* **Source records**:
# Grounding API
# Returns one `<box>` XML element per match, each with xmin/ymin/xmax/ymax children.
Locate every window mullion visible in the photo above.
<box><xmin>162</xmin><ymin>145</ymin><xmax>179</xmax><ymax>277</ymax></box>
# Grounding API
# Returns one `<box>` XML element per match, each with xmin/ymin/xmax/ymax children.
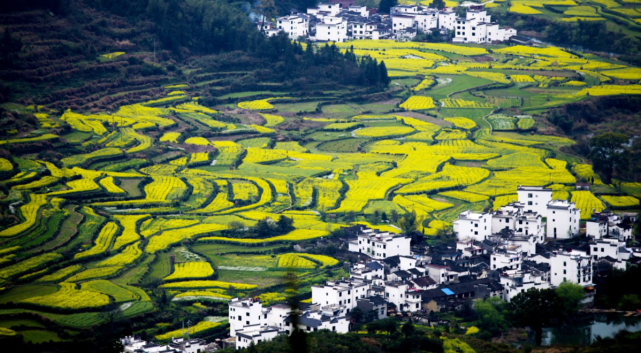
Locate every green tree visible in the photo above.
<box><xmin>474</xmin><ymin>297</ymin><xmax>508</xmax><ymax>335</ymax></box>
<box><xmin>276</xmin><ymin>216</ymin><xmax>294</xmax><ymax>234</ymax></box>
<box><xmin>588</xmin><ymin>132</ymin><xmax>628</xmax><ymax>184</ymax></box>
<box><xmin>556</xmin><ymin>281</ymin><xmax>585</xmax><ymax>318</ymax></box>
<box><xmin>256</xmin><ymin>0</ymin><xmax>277</xmax><ymax>32</ymax></box>
<box><xmin>618</xmin><ymin>294</ymin><xmax>641</xmax><ymax>310</ymax></box>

* **PROMPT**:
Recast all of the entries above as a Markdown table with the columns "Row" and "Line". Give each nonblank line its own numbered row, and leave the pictures out.

* **OUTPUT BELOW**:
| Row | Line |
|---|---|
| 1 | # Grounding API |
| 2 | # Returns one `<box>` XML element per match, each with xmin/ymin/xmax/ymax children. |
| 3 | Locate every window mullion visible in the photo above. |
| 4 | <box><xmin>162</xmin><ymin>145</ymin><xmax>179</xmax><ymax>277</ymax></box> |
| 5 | # Grounding API |
| 6 | # Returns one `<box>` XML element per match, each with xmin/ymin/xmax/ymax children. |
| 7 | Locate every green tree visible in the photo above. |
| 8 | <box><xmin>474</xmin><ymin>297</ymin><xmax>508</xmax><ymax>335</ymax></box> |
| 9 | <box><xmin>276</xmin><ymin>216</ymin><xmax>294</xmax><ymax>234</ymax></box> |
| 10 | <box><xmin>588</xmin><ymin>132</ymin><xmax>628</xmax><ymax>184</ymax></box> |
| 11 | <box><xmin>556</xmin><ymin>281</ymin><xmax>585</xmax><ymax>318</ymax></box> |
| 12 | <box><xmin>256</xmin><ymin>0</ymin><xmax>277</xmax><ymax>32</ymax></box> |
| 13 | <box><xmin>618</xmin><ymin>294</ymin><xmax>641</xmax><ymax>310</ymax></box> |